Directions for this task >>
Exclude images, then output the remaining data verbatim.

START Task data

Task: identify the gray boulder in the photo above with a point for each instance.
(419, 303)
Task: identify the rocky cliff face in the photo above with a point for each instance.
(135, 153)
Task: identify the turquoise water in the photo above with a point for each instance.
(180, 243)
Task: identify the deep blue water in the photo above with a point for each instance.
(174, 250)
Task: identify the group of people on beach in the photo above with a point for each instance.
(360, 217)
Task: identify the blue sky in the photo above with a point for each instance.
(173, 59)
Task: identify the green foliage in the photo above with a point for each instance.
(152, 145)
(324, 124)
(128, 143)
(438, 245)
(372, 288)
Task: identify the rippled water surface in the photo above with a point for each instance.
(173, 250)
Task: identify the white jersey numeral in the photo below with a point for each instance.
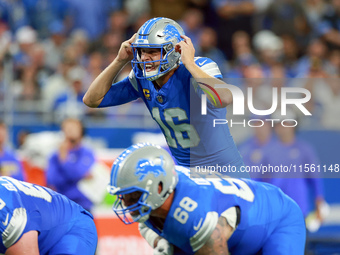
(179, 129)
(186, 205)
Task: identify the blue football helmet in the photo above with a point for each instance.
(157, 33)
(136, 176)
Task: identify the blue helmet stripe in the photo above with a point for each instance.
(147, 26)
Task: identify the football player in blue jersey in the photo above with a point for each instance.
(183, 215)
(171, 81)
(36, 220)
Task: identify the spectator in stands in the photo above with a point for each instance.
(253, 150)
(9, 162)
(207, 47)
(329, 27)
(55, 44)
(42, 14)
(269, 48)
(316, 52)
(233, 16)
(69, 103)
(14, 14)
(288, 17)
(325, 95)
(243, 55)
(71, 163)
(192, 24)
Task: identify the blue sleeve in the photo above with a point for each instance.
(120, 93)
(315, 183)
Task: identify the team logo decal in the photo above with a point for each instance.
(145, 167)
(146, 93)
(170, 32)
(160, 98)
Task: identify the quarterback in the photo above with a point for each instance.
(168, 77)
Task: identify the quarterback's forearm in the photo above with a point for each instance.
(224, 93)
(101, 85)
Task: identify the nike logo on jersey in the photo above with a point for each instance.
(6, 221)
(202, 63)
(198, 225)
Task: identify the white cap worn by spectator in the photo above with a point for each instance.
(26, 35)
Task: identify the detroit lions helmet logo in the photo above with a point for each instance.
(145, 167)
(170, 31)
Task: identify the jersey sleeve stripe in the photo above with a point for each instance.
(133, 80)
(211, 69)
(15, 227)
(204, 233)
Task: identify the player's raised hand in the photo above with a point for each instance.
(125, 53)
(187, 50)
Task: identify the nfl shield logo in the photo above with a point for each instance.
(160, 98)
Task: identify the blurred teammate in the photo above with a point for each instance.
(9, 163)
(163, 67)
(71, 163)
(36, 220)
(289, 150)
(202, 215)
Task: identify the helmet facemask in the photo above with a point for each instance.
(138, 211)
(166, 61)
(157, 33)
(142, 177)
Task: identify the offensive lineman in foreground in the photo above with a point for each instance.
(216, 215)
(36, 220)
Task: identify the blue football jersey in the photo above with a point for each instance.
(264, 210)
(176, 107)
(25, 207)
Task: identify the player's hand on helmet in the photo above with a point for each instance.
(163, 248)
(187, 50)
(125, 53)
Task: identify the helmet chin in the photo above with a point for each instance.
(152, 75)
(141, 219)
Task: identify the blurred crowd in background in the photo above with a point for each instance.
(50, 51)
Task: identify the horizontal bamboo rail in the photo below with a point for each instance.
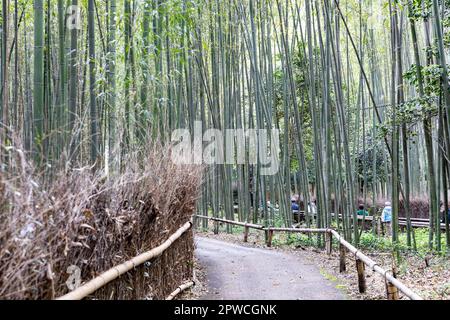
(237, 223)
(375, 267)
(180, 289)
(115, 272)
(389, 278)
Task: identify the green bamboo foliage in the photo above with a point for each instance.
(38, 83)
(363, 113)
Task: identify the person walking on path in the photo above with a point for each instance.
(386, 218)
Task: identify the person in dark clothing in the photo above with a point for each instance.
(443, 212)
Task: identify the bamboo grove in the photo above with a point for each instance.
(358, 89)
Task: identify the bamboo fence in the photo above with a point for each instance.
(115, 272)
(392, 284)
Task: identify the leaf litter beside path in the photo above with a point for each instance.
(431, 282)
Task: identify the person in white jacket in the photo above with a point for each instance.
(386, 217)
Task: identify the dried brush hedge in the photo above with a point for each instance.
(84, 220)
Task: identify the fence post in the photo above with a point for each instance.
(361, 276)
(342, 266)
(392, 291)
(246, 233)
(328, 242)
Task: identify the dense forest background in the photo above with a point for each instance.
(358, 89)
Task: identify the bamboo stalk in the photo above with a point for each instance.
(113, 273)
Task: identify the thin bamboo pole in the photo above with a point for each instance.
(180, 289)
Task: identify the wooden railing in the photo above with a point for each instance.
(393, 285)
(115, 272)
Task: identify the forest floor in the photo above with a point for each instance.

END Task data

Task result >>
Task: identify the gray boulder in the photo above with a point for each instance.
(419, 303)
Task: identify the rocky cliff face in the photo above with a point for each instance.
(135, 153)
Task: identify the turquoise water in the photo above with a point for each instance.
(180, 243)
Task: identify the deep blue water in the photo above with a point for each instance.
(174, 250)
Task: identify the group of people on beach in the photo above with a point for each instance.
(360, 217)
Task: identify the blue sky in the photo above with a point for each instance.
(173, 59)
Task: identify the green foliage in the photo above with a point for each instance.
(152, 145)
(324, 124)
(128, 143)
(438, 245)
(372, 288)
Task: identify the rippled water surface in the photo above with a point for each instance.
(173, 250)
Task: identify the white jersey numeral in the photo below with a point for each instance.
(179, 129)
(186, 205)
Task: identify the blue football helmet in the photo above with a point for each instance.
(157, 33)
(136, 176)
Task: identify the blue helmet stripe in the photo above with a point for each instance.
(147, 26)
Task: identify the football player in blue jersey in the photo above with a point for each instance.
(183, 215)
(171, 81)
(36, 220)
Task: identify the spectator in stands in the photo above with a point for each instance.
(253, 150)
(9, 162)
(207, 47)
(329, 27)
(55, 44)
(42, 14)
(269, 48)
(316, 52)
(233, 16)
(69, 103)
(14, 14)
(288, 17)
(325, 95)
(243, 55)
(71, 163)
(192, 24)
Task: identify the blue sleeve in the photo above with a point for each instance.
(120, 93)
(315, 183)
Task: identify the team logo decal in the photo above with a point for each instance.
(145, 167)
(146, 93)
(170, 32)
(160, 98)
Task: identify the quarterback in the photo above with a point for each instance.
(168, 77)
Task: identify the quarterback's forearm in the photo above with a point for each instance.
(224, 93)
(101, 85)
Task: identify the nike logo on jersey in the photo above with a point for each instance.
(6, 221)
(202, 63)
(198, 225)
Task: identify the white cap worn by spectator in the photo above with a point for each instance.
(26, 35)
Task: identify the detroit lions helmet logo in the photo above with a point for each instance.
(145, 167)
(170, 31)
Task: identify the jersey sleeve stripe in the photo above with a point for each instance.
(133, 80)
(211, 69)
(15, 227)
(204, 233)
Task: identify the player's raised hand in the photo above with a point for each instance.
(125, 53)
(187, 50)
Task: identify the nfl shield logo in the photo above with a point for each instance.
(160, 98)
Task: identify the blurred teammate in the photo above with a point for each instance.
(9, 163)
(163, 67)
(71, 163)
(36, 220)
(289, 150)
(202, 215)
Task: identify the helmet facemask in the photo above with a point for each instance.
(138, 211)
(166, 61)
(157, 33)
(142, 177)
Task: identify the offensive lineman in foreground in the photo above with a point for each instance.
(216, 215)
(36, 220)
Task: identify the blue football jersey in the photo above with a point for each instance.
(264, 210)
(176, 107)
(25, 207)
Task: identify the player's hand on helmet in the photo above with a point for each instance.
(163, 248)
(187, 50)
(125, 53)
Task: identify the helmet chin in the photo above with a point for each instance.
(152, 75)
(141, 219)
Task: identify the blurred crowd in background in the photo above with a point for each instance.
(50, 51)
Task: identify the horizontal bamboo rail in the photo below with a point for each instance.
(237, 223)
(375, 267)
(180, 289)
(115, 272)
(389, 278)
Task: identify the green bamboo foliage in the photo above with a point for each instance.
(38, 83)
(363, 113)
Task: identify the person walking on path in the photo above with a point for each instance.
(386, 218)
Task: identify the person in dark clothing in the photo above with a point for each instance.
(443, 212)
Task: identify the bamboo grove in the photo above with a point for each instance.
(358, 89)
Task: identify the bamboo fence in the photo above with a point for each instance.
(115, 272)
(392, 284)
Task: identify the leaf litter beside path in the photo above with a point for each instance.
(431, 282)
Task: identify the person in white jacket in the photo above with a point for each instance.
(386, 217)
Task: identify the dried brush hedge in the photo above with a point for each instance.
(84, 220)
Task: identify the fence post in the photo above with a point for each instance.
(361, 276)
(342, 266)
(392, 291)
(246, 233)
(328, 242)
Task: identify the dense forest background in the photo above with a point for each instance.
(358, 89)
Task: identify the bamboo stalk in the photo above with a point for each instance.
(113, 273)
Task: identify the thin bamboo pole in the photo above with a point for each instance.
(180, 289)
Task: identify the wooden railing in the photo above with a point for each instance.
(393, 285)
(115, 272)
Task: identify the forest floor in the photo above with a point for each instance.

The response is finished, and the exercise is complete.